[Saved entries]
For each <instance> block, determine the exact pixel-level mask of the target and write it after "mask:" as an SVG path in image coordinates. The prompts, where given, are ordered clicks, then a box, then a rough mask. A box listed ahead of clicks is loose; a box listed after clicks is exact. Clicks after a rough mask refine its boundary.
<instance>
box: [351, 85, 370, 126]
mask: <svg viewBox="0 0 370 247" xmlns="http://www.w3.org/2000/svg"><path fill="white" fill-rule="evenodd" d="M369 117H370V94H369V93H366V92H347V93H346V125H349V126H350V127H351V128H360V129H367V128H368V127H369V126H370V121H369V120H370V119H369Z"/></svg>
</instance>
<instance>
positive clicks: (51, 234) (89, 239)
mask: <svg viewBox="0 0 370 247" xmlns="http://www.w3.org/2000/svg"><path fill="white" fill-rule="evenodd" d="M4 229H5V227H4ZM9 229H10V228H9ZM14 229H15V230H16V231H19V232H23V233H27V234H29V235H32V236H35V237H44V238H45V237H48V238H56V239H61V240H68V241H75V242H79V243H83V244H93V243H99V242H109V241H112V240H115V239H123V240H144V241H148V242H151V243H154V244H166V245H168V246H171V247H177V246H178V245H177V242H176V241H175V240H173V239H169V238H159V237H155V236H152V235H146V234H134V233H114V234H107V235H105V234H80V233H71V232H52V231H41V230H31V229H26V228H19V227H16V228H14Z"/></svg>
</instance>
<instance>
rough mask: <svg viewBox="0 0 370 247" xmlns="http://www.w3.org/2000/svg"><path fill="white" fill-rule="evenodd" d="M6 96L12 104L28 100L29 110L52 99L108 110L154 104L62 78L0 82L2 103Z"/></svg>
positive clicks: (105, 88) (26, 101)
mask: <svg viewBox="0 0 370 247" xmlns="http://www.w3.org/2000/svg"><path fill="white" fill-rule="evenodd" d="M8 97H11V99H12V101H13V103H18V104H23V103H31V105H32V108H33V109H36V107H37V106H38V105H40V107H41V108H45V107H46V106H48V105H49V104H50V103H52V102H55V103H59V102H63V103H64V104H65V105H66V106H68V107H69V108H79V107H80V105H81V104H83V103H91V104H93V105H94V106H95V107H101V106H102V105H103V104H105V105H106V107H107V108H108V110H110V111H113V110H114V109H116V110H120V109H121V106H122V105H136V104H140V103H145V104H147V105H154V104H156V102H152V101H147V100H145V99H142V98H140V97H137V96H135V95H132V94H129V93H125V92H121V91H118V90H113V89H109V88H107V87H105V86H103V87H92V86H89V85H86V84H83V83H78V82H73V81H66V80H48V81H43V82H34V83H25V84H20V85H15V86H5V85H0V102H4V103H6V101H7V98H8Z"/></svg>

What this task involves
Format these lines as a numbered list, leaving out any blank lines.

Written solution
1. For each <instance> block, determine the exact pixel-level mask of the target and write it after "mask:" as an SVG path in image coordinates. The prompts, where given, are ordered clicks, then a box, then a rough mask. A box listed ahead of clicks is loose; a box listed after clicks is exact. Clicks after a rough mask refine its boundary.
2. <instance>
3. box: [351, 85, 370, 126]
4. mask: <svg viewBox="0 0 370 247" xmlns="http://www.w3.org/2000/svg"><path fill="white" fill-rule="evenodd" d="M369 117H370V94H369V93H366V92H347V93H346V125H349V126H350V127H351V128H360V129H367V128H368V127H369V126H370V121H369V120H370V119H369Z"/></svg>
5. </instance>
6. <instance>
7. positive clicks: (51, 234) (89, 239)
8. mask: <svg viewBox="0 0 370 247" xmlns="http://www.w3.org/2000/svg"><path fill="white" fill-rule="evenodd" d="M4 229H5V227H4ZM9 229H10V228H9ZM14 229H15V230H16V231H19V232H23V233H27V234H29V235H32V236H35V237H44V238H45V237H48V238H56V239H61V240H68V241H75V242H79V243H83V244H93V243H99V242H109V241H112V240H115V239H123V240H144V241H148V242H151V243H154V244H166V245H168V246H171V247H177V246H178V245H177V242H176V241H175V240H173V239H169V238H159V237H155V236H152V235H146V234H134V233H114V234H107V235H105V234H80V233H71V232H52V231H41V230H31V229H26V228H19V227H16V228H14Z"/></svg>
9. </instance>
10. <instance>
11. rough mask: <svg viewBox="0 0 370 247" xmlns="http://www.w3.org/2000/svg"><path fill="white" fill-rule="evenodd" d="M6 96L12 104L28 100L29 110L52 99L108 110L154 104L62 78L0 82L2 103Z"/></svg>
12. positive clicks: (105, 88) (26, 101)
13. mask: <svg viewBox="0 0 370 247" xmlns="http://www.w3.org/2000/svg"><path fill="white" fill-rule="evenodd" d="M8 97H11V99H12V101H13V103H18V104H23V103H31V105H32V108H33V109H36V107H37V106H38V105H40V107H41V108H45V107H46V106H48V105H49V104H50V103H52V102H55V103H59V102H63V103H64V104H65V105H66V106H68V107H69V108H79V107H80V105H81V104H83V103H91V104H93V105H94V106H95V107H101V106H102V105H103V104H105V105H106V107H107V108H108V110H110V111H113V110H114V109H116V110H120V109H121V106H122V105H136V104H140V103H145V104H147V105H154V104H156V102H152V101H147V100H145V99H142V98H140V97H137V96H135V95H132V94H129V93H125V92H121V91H118V90H113V89H109V88H107V87H105V86H103V87H92V86H89V85H86V84H83V83H78V82H73V81H66V80H48V81H43V82H34V83H25V84H20V85H15V86H5V85H0V102H4V103H6V101H7V98H8Z"/></svg>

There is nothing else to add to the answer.